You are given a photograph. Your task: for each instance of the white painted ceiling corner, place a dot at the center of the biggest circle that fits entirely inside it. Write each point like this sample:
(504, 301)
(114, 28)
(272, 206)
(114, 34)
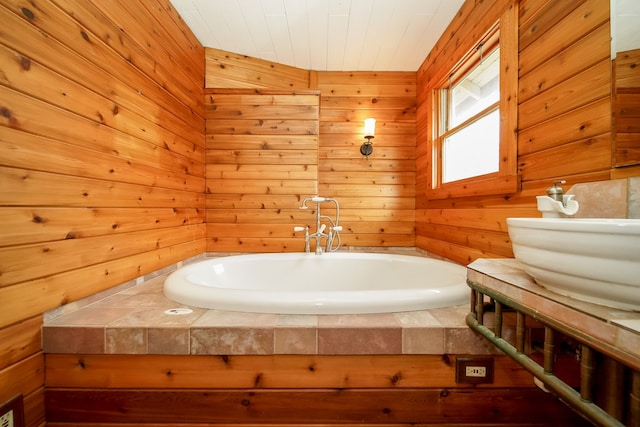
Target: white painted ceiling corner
****
What needs to be done – Type the entries again verbatim. Any pictures should be skipped.

Answer below –
You are given a photograph. Your task: for each instance of the white painted ceiling corner, place a dot at the center of the biggest circle that fits entirely inside it. Write each point like this sample:
(504, 301)
(114, 28)
(272, 206)
(114, 34)
Target: white painted ceiling corner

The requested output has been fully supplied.